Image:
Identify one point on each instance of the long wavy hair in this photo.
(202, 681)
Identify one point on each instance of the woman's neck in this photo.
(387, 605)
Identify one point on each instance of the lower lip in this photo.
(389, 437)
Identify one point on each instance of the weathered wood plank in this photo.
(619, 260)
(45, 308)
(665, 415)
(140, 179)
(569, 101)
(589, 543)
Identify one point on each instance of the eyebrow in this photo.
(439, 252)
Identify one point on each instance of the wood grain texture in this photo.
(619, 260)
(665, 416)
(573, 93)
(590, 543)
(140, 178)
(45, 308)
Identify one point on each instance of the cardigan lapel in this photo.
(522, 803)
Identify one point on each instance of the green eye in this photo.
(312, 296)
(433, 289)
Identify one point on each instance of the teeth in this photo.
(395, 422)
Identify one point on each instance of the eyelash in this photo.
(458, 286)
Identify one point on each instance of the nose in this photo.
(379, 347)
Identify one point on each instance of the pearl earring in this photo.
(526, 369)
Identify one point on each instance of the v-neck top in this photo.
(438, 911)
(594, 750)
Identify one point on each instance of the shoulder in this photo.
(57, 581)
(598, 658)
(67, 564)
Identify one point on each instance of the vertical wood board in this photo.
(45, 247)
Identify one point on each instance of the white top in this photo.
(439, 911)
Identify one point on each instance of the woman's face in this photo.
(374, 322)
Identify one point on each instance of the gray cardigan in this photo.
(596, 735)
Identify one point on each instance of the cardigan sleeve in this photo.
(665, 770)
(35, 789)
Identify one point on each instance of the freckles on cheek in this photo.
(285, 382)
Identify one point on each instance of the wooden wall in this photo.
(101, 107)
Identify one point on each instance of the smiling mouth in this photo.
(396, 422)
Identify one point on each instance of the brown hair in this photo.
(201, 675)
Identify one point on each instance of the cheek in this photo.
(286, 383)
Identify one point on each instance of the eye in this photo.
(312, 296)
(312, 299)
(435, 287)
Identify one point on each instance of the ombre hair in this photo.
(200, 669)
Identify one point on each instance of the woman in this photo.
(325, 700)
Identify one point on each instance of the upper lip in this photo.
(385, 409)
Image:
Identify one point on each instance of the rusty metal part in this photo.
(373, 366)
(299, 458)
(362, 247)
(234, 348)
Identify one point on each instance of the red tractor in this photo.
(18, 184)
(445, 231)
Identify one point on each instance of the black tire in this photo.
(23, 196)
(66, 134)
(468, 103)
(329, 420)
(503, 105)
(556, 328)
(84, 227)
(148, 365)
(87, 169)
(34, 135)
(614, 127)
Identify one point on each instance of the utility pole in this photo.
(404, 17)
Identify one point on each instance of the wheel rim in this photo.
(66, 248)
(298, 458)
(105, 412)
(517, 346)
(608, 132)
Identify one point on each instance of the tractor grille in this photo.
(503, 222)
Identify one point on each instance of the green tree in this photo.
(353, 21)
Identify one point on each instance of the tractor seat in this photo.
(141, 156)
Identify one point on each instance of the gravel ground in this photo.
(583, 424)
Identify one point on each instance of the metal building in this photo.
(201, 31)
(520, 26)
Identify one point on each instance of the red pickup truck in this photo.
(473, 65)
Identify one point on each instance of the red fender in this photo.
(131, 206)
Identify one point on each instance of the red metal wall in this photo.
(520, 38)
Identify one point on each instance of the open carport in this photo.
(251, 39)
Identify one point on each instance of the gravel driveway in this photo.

........

Keep only the lines from the one containing "Identify one point on each instance of the ombre" to the end of the entries, and repeat them exactly.

[Correct result]
Identify one point on each instance of the ombre hair in this photo.
(200, 669)
Identify one point on each instance of the woman in this photo.
(325, 700)
Identify one point on each instance of the upper lip in this photo.
(385, 409)
Image:
Identify one point on each instance of the rusty metal part in this photo.
(373, 366)
(299, 458)
(362, 247)
(234, 348)
Identify one point on each instance of the red tractor in this photo.
(18, 184)
(445, 231)
Identify one point on each instance of the black tire in this photo.
(23, 196)
(66, 134)
(468, 103)
(329, 420)
(503, 105)
(556, 328)
(84, 227)
(148, 365)
(87, 169)
(34, 135)
(614, 127)
Identify one point on each instance of the utility pole in this photo.
(404, 17)
Identify one point on each instance of the wheel rim in this photo.
(66, 248)
(298, 458)
(105, 412)
(517, 346)
(608, 132)
Identify one point on each instance of the tractor grille in this photo.
(503, 222)
Identify one point on each instance of the green tree in this photo.
(353, 21)
Identify one point on each instance of the tractor seat in this photo.
(141, 156)
Identify one point on each instance of the gravel ground in this photo.
(583, 424)
Identify one point on each instance of the metal building in this photo.
(201, 31)
(520, 26)
Identify one point on each instance of the red pickup truck in this photo.
(473, 65)
Identify one point on each instance of the red fender in this photo.
(131, 206)
Identify one point on each instance of the red metal wall in this photo.
(520, 38)
Identify one point on each instance of the open carport in this photo.
(251, 39)
Identify one point on each instance of the gravel driveway in this photo.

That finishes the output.